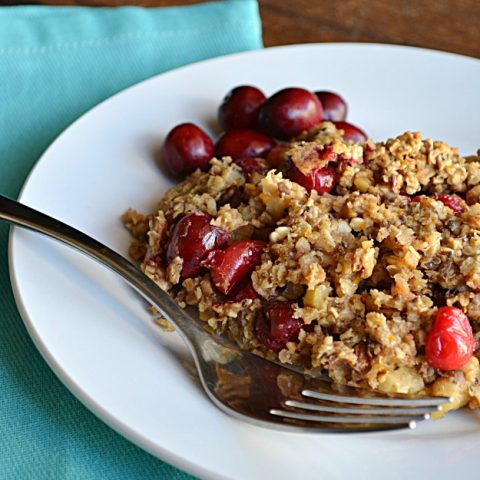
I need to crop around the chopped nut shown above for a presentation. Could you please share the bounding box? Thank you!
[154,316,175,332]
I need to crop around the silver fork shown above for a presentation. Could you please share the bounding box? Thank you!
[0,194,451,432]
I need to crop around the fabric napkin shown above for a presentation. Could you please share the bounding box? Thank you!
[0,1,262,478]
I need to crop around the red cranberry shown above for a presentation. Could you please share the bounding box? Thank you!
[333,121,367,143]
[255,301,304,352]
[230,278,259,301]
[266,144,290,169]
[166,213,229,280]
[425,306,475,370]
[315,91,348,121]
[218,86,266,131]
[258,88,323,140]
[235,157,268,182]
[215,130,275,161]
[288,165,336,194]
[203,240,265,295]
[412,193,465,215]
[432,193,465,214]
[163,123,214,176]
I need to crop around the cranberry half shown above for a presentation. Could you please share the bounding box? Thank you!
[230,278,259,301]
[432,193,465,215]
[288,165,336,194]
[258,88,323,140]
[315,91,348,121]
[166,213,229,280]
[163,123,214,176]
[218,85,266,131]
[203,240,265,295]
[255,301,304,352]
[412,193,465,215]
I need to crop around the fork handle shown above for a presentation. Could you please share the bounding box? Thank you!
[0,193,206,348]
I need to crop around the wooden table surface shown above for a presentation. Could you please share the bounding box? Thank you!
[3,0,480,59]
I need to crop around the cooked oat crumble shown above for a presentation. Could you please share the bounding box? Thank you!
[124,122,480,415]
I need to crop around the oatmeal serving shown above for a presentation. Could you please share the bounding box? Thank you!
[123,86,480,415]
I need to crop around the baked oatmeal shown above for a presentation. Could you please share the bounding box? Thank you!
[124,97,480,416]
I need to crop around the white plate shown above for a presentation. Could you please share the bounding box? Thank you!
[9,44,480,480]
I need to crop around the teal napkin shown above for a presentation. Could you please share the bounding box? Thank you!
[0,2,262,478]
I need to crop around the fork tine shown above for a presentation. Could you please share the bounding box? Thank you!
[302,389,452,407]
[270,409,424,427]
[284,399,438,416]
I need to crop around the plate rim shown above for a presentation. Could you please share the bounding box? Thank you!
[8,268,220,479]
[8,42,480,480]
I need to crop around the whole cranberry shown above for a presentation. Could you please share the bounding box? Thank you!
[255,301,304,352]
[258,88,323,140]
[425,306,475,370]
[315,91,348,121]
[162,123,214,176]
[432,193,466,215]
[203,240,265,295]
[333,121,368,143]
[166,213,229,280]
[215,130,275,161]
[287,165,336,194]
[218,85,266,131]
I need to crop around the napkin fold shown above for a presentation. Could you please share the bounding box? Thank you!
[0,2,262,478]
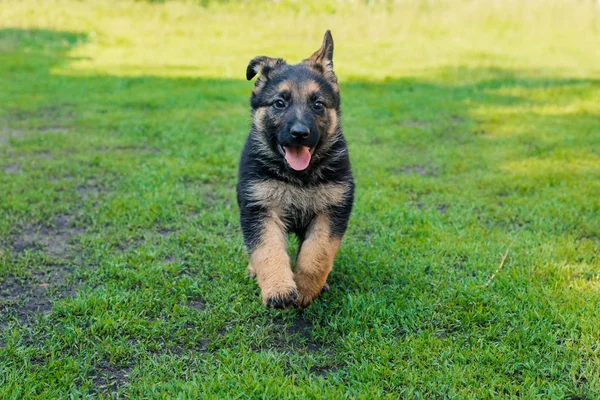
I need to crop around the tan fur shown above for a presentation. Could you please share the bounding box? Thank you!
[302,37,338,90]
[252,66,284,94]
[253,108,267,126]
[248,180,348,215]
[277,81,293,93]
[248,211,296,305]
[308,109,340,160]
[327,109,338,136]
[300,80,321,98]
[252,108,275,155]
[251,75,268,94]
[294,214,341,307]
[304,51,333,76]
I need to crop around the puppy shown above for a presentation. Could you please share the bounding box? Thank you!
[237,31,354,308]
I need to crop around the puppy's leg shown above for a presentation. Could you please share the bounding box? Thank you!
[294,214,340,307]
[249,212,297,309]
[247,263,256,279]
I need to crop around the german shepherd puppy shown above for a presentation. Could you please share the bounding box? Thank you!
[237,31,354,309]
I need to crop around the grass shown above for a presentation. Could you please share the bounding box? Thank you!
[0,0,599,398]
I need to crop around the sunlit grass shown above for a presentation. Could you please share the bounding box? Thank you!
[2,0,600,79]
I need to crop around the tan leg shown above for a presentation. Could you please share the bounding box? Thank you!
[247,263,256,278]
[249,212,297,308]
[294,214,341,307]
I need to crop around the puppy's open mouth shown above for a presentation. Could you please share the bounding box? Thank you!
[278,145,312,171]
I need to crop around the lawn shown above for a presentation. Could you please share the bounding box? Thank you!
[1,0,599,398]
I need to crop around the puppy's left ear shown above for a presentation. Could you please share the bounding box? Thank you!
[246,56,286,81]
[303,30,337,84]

────────────────────

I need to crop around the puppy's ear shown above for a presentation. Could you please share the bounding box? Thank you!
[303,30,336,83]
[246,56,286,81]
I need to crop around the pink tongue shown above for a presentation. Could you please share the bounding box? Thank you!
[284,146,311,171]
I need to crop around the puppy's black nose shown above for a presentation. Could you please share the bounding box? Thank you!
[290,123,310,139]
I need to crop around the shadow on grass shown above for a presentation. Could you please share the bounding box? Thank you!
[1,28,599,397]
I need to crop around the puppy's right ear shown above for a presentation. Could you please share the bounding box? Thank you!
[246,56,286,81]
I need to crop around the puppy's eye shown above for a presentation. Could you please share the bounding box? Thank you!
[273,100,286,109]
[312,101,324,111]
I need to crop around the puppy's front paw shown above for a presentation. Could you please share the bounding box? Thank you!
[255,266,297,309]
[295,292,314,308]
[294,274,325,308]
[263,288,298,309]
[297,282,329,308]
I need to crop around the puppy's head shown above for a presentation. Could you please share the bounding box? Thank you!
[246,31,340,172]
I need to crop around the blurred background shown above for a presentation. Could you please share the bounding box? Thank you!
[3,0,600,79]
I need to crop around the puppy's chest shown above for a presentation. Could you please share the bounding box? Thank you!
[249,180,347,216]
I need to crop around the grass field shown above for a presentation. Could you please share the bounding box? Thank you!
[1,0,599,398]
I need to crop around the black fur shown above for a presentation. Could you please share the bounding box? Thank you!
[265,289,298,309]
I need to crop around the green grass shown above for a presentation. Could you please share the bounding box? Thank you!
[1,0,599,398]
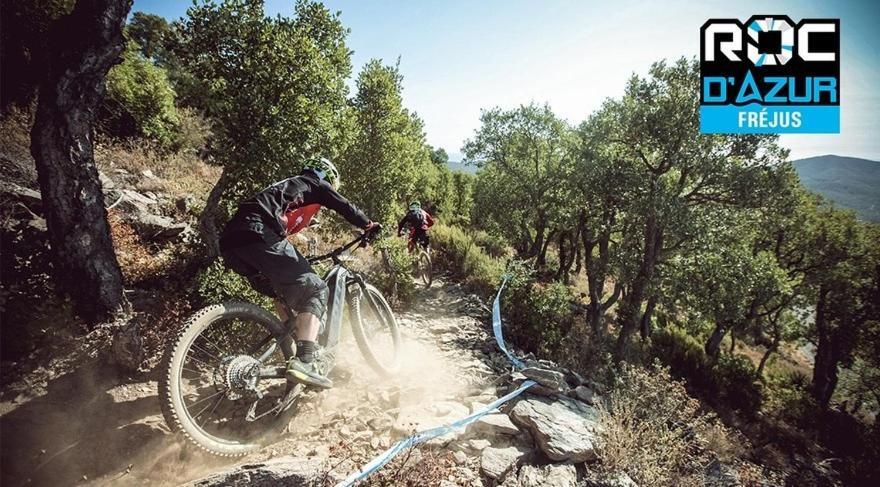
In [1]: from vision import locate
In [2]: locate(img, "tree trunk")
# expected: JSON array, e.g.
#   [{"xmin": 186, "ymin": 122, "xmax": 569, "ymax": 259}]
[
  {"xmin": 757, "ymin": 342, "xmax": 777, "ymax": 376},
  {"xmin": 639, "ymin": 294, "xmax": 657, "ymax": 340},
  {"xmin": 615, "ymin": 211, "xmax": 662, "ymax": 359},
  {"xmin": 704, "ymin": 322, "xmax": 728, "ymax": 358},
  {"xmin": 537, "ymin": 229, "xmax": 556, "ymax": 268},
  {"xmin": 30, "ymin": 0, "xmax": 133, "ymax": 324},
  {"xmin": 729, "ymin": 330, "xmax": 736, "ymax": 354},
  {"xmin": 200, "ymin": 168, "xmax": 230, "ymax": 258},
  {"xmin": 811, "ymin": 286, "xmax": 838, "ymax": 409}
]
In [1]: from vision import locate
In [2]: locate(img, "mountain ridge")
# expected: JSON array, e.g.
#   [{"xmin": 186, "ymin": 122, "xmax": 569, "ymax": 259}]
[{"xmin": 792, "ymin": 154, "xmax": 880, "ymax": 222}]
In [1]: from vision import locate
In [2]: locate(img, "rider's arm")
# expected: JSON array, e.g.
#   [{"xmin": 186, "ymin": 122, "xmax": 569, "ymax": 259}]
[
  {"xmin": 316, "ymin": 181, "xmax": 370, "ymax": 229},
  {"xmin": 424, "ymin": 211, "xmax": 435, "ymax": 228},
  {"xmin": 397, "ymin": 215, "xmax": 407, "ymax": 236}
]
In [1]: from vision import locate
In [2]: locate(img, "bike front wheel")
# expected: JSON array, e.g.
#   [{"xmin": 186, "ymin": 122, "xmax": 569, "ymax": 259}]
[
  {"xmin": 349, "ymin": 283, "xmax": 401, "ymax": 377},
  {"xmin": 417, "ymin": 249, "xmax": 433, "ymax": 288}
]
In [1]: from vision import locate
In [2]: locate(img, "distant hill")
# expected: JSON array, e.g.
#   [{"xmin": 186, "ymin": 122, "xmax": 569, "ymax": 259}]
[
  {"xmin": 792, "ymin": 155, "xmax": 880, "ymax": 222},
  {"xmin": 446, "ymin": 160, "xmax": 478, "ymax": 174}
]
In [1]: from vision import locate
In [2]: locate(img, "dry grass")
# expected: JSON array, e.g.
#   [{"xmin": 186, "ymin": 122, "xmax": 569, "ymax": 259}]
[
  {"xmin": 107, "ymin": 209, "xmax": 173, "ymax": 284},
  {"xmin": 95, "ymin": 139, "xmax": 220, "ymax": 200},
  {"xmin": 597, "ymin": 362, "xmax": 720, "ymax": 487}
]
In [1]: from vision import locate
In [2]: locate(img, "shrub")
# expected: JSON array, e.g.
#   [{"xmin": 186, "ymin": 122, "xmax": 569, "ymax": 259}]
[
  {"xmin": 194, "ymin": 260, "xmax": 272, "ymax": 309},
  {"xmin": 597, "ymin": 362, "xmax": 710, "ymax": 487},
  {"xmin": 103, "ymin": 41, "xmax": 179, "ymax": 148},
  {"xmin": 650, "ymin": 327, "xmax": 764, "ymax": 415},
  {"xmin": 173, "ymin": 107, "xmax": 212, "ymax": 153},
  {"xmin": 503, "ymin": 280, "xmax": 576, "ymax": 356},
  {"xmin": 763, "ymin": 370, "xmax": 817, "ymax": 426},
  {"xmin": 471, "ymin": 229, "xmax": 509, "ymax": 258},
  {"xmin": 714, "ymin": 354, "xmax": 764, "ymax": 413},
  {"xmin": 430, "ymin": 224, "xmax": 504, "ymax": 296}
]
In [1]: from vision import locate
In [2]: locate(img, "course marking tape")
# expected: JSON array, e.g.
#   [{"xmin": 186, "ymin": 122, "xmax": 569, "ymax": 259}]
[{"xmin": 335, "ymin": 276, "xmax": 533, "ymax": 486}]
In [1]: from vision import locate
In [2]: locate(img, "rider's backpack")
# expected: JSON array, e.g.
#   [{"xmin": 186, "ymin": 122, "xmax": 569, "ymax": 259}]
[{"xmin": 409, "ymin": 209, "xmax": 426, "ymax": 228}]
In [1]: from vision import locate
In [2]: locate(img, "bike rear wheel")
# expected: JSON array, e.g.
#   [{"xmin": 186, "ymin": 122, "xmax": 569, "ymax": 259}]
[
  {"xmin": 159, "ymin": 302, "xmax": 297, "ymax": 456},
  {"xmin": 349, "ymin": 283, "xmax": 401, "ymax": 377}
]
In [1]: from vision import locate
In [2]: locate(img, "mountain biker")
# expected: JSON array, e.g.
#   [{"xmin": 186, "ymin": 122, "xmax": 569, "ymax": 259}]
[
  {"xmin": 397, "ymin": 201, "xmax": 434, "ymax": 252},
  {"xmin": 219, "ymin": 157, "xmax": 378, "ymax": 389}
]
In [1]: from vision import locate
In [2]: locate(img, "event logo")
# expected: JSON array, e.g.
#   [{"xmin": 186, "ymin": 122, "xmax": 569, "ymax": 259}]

────────────────────

In the listing above, show every line with the word "rider".

In [2]: locate(img, "rider's arm")
In [2]: locate(img, "rider's backpack")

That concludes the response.